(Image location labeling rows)

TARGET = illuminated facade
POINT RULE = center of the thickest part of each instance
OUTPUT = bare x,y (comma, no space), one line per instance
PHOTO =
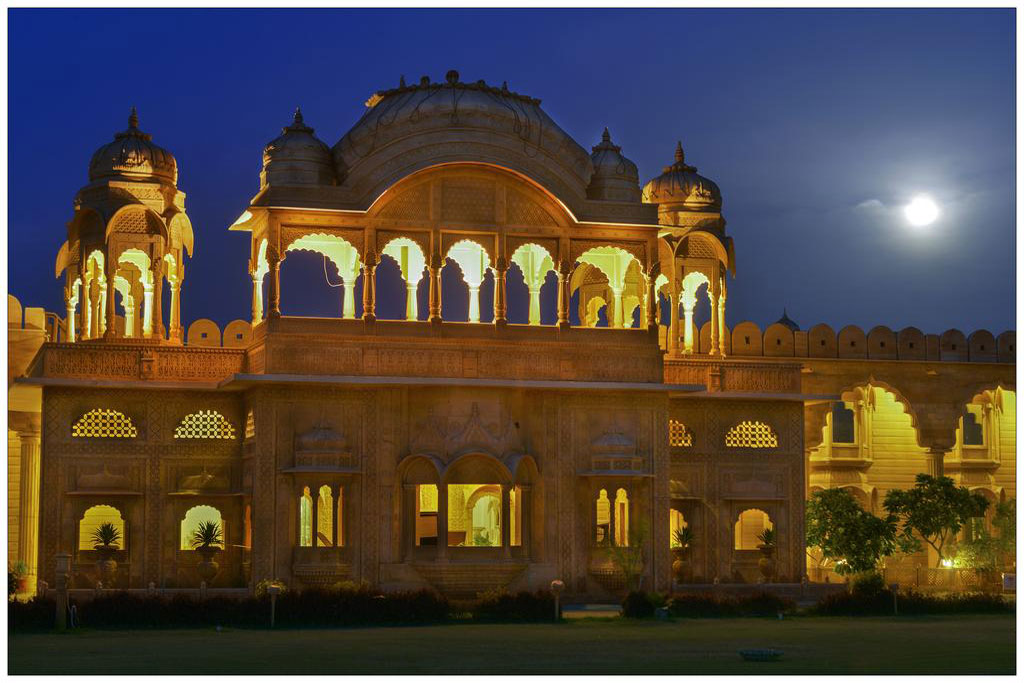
446,442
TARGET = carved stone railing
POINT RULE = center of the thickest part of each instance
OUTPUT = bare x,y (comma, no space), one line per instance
100,360
734,375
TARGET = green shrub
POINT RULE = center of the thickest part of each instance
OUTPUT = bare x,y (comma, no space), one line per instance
522,606
867,585
702,605
638,605
881,604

# [Your instructions]
Repeat every one of the rows above word for word, leaving out the pictures.

# [Answer to this exercise]
TARGET = illuminated facade
POINT RULE = center of the thickest part of each instance
OUTPUT = bare x,y (comma, no space), one line per instance
PHOTO =
446,442
TARGET = carved stone railing
POINT RULE = center of the thickest part of each instance
OUTPUT = bare x,y (comma, no space), one line per instance
100,360
734,375
TARGET = green shrub
POINT RULE = center of the thickest part of each instance
OUTPUT = bare x,y (comma, no space), one line per instance
522,606
867,585
702,605
638,605
881,604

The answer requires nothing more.